**** Material for this task ****

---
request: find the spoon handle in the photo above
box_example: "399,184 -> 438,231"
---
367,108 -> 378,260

****

> _Work to complete_: Can you rewrite the data above, swapping "spoon handle" for "fork handle" and leaving everything else as it is?

> _Result_:
---
request: find the fork handle in the photo above
box_example: "399,184 -> 438,231"
---
367,108 -> 378,260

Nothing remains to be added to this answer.